> _Task instructions_
a: From the sea otter article below, repeat the part that opens with the words containing "The reason is" and closes with "have moved in.".
b: Answer these from the sea otter article below:
(i) What reward would the bill give for each pelt taken?
(ii) By how much a year have otter numbers grown in southern Southeast, according to recent studies?
(iii) Who is president of the Alaska Wildlife Alliance?
##### Text
The reason is the rapid expansion of the sea otter population. The marine mammals mostly eat clams. But as they bring their voracious appetites into new areas, they clear out many of the shellfish sought by commercial, subsistence and personal-use divers and fishermen.

“So what we’re trying to do is come up with some assistance for the folks in the area that want to go out and harvest them to afford to be able to do so,” says Sitka Republican Senator Bert Stedman. He represents Kake, Prince of Wales Island and other coastal Southeast communities where otters have moved in.

He’s authored a bill that would give Alaska Natives – the only people who can legally hunt marine mammals – a $100 reward for each pelt they take.

“You’ve got your costs of your fuel and other items you need. Also, there’s tanning cost issues. We’re just trying to assist in the harvest,” he says.

Otters were once widespread along the West Coast from California out to the Aleutians. Russian and American hunters virtually wiped them out, except for a few remote areas.

They were reintroduced to Southeast about 50 years ago. Recent studies say their numbers have grown by as much as 12 percent a year in southern Southeast and 4 percent in the north.

Federal legislation protects otters, only allowing Alaska Natives to harvest them for traditional purposes.

U.S. Fish and Wildlife Service spokesman Bruce Woods says states can’t impose bounties.

“The Marine Mammal Protection Act prohibits any state from enforcing a law that affects the take of a marine mammal without first soliciting and receiving management authority for that species from the Secretary of the Interior,” Woods says.

The agency is working with Native hunters and craftspeople to better define the legal use of pelts. That could increase the overall harvest.

But Woods says Stedman’s legislation, and a similar bill in the House, are trumped by federal rules.

“We’ve got nothing to say about whether the law could be passed or not. But if the law were enforced, at least by an initial reading of the MMPA, that enforcement would be illegal,” he says.

Opposition to the bill is growing among some of the same organizations that campaigned against wolf control. They say otter population growth is a good thing.

“They’re a keystone species,” says Tina Brown, president of the Alaska Wildlife Alliance.

She points out that otters eat sea urchins, which eat kelp, allowing coastal Southeast to return to its natural balance.

“When you have the kelp forest, you have nurseries for finfish and it’s thought that the kelp forest can increase herring populations and salmon populations. Another benefit is they reduce CO2 emissions and slow ocean acidification,” she says.

Brown says the alliance is talking with other groups, as well as legislators and attorneys, about the bounty bill’s impacts.
##########
##### Material provided
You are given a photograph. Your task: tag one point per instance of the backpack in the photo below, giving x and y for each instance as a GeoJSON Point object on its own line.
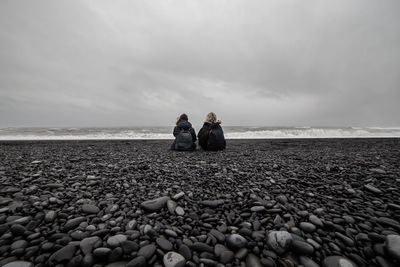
##########
> _Solutions below_
a:
The reason is the rapid expansion of the sea otter population. The marine mammals mostly eat clams. But as they bring their voracious appetites into new areas, they clear out many of the shellfish sought by commercial, subsistence and personal-use divers and fishermen.

“So what we’re trying to do is come up with some assistance for the folks in the area that want to go out and harvest them to afford to be able to do so,” says Sitka Republican Senator Bert Stedman. He represents Kake, Prince of Wales Island and other coastal Southeast communities where otters have moved in.

b:
(i) $100
(ii) As much as 12 percent
(iii) Tina Brown